[Start of Attachment]

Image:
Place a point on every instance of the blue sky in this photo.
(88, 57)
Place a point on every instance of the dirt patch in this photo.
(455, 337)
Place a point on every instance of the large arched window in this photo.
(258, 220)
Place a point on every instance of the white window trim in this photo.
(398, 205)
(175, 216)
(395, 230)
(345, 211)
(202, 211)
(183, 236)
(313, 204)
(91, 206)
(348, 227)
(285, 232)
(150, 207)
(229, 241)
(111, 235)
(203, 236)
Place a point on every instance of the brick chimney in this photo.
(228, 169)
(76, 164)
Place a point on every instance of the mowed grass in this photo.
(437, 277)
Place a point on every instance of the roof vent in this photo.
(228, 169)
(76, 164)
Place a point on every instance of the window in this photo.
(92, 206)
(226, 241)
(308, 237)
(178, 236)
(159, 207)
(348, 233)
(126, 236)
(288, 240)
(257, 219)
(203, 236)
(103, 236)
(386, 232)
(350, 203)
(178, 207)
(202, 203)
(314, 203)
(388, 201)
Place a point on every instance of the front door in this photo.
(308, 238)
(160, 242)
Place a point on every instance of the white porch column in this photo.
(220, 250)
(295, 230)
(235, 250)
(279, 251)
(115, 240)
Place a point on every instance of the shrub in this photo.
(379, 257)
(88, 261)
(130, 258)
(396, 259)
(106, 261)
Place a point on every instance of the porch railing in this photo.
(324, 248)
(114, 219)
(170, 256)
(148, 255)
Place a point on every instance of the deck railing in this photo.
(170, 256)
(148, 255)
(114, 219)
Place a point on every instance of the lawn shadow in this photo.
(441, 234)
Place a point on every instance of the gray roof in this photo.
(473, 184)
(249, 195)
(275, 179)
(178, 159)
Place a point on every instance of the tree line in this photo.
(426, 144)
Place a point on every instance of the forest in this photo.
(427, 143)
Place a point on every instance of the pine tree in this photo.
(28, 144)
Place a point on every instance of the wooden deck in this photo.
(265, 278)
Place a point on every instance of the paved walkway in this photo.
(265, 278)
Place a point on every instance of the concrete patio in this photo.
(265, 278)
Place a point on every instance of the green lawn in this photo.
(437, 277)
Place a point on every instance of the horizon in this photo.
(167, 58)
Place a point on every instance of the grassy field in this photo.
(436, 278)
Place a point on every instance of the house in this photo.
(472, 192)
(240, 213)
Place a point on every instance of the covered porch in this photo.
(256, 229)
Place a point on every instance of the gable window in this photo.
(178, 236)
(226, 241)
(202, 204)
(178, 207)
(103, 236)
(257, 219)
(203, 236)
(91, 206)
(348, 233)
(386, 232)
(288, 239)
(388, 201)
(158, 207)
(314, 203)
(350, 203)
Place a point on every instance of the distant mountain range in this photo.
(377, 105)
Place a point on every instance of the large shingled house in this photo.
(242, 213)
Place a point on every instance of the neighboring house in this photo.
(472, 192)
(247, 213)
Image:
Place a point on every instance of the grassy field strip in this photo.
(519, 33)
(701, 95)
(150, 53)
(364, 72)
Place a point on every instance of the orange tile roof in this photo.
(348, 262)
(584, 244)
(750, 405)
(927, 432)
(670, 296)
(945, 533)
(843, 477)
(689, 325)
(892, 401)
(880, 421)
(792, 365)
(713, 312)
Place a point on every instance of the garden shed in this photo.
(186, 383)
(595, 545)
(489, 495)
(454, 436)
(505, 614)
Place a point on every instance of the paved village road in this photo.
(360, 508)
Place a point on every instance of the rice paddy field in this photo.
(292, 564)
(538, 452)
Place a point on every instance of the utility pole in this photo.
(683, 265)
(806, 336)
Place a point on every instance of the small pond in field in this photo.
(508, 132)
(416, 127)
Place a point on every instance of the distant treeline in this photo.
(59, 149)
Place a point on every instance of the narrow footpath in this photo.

[End of Attachment]

> _YOUR INSTRUCTIONS_
The records above are to be repeated exactly, in their entirety.

> _WRITTEN ANSWER_
Image:
Place a point on every instance of the blue sky in this photo.
(88, 57)
Place a point on every instance of the dirt patch in this photo.
(455, 337)
Place a point on every instance of the large arched window in this photo.
(258, 220)
Place a point on every instance of the white window trim in this photo.
(398, 205)
(175, 216)
(395, 230)
(345, 211)
(202, 211)
(183, 236)
(313, 204)
(91, 206)
(348, 227)
(285, 232)
(150, 207)
(229, 241)
(111, 235)
(203, 236)
Place a point on every instance of the brick chimney in this photo.
(228, 169)
(76, 164)
Place a point on every instance of the mowed grass in this photo.
(437, 277)
Place a point on every instance of the roof vent in this photo.
(228, 169)
(76, 164)
Place a point on every instance of the window in this photo.
(92, 206)
(226, 241)
(308, 237)
(178, 236)
(159, 207)
(348, 233)
(126, 236)
(288, 240)
(257, 219)
(203, 236)
(103, 236)
(386, 232)
(350, 203)
(178, 207)
(202, 203)
(314, 203)
(388, 201)
Place a point on every instance of the front door in this photo.
(308, 238)
(160, 242)
Place a point on every instance of the white porch column in this photo.
(220, 250)
(295, 230)
(235, 250)
(279, 251)
(115, 240)
Place a point on every instance of the shrub in this photo.
(379, 257)
(88, 261)
(130, 258)
(396, 259)
(106, 261)
Place a point on every instance of the porch railing in this photo.
(324, 248)
(114, 219)
(170, 256)
(148, 255)
Place a point on every instance of the deck railing in this photo.
(170, 256)
(148, 255)
(114, 219)
Place a point on every instance of the lawn shadow in this photo.
(441, 234)
Place a point on every instance of the gray roof in this photo.
(473, 184)
(249, 195)
(275, 179)
(178, 159)
Place a point on every instance of the tree line in this photo.
(426, 144)
Place a point on every instance of the forest in this photo.
(427, 143)
Place a point on every instance of the pine tree in this photo.
(28, 144)
Place a point on every instance of the wooden deck in this photo.
(265, 278)
Place a point on every instance of the paved walkway in this photo.
(265, 278)
Place a point on every instance of the concrete patio in this photo.
(265, 278)
Place a point on every instance of the green lawn in this photo.
(437, 277)
Place a point on every instance of the horizon in this photo.
(167, 58)
Place a point on every instance of the grassy field in this photo.
(436, 278)
Place a point on every instance of the house in this photo.
(472, 192)
(240, 213)
Place a point on every instance of the covered porch in this photo.
(256, 229)
Place a point on every instance of the gable window in this photo.
(178, 236)
(226, 241)
(202, 204)
(178, 207)
(103, 236)
(257, 219)
(203, 236)
(91, 206)
(348, 233)
(386, 232)
(288, 239)
(388, 201)
(158, 207)
(314, 203)
(350, 203)
Place a point on every instance of the distant mountain range in this photo.
(377, 105)
Place a point on every instance of the large shingled house in this photo.
(242, 213)
Place a point on every instance of the neighboring house in this photo.
(472, 192)
(247, 213)
Image:
Place a point on every instance of the grassy field strip in this photo.
(519, 33)
(701, 95)
(150, 53)
(364, 72)
Place a point on every instance of the orange tile roof in this photo.
(348, 262)
(584, 244)
(750, 405)
(927, 432)
(670, 296)
(945, 533)
(843, 477)
(689, 325)
(892, 401)
(880, 421)
(792, 365)
(713, 312)
Place a point on every instance of the garden shed in this photo.
(186, 383)
(595, 545)
(489, 495)
(454, 436)
(505, 614)
Place a point on every instance of the paved village road in this photo.
(360, 508)
Place a point on every instance of the rice paddy field in this photo.
(292, 564)
(538, 452)
Place a point on every instance of the utility pole in this photo.
(683, 265)
(806, 336)
Place a point on every instance of the small pond in field in this photo.
(508, 132)
(416, 127)
Place a point on every instance of the distant treeline in this photo.
(59, 149)
Place a point on every instance of the narrow footpath in this photo.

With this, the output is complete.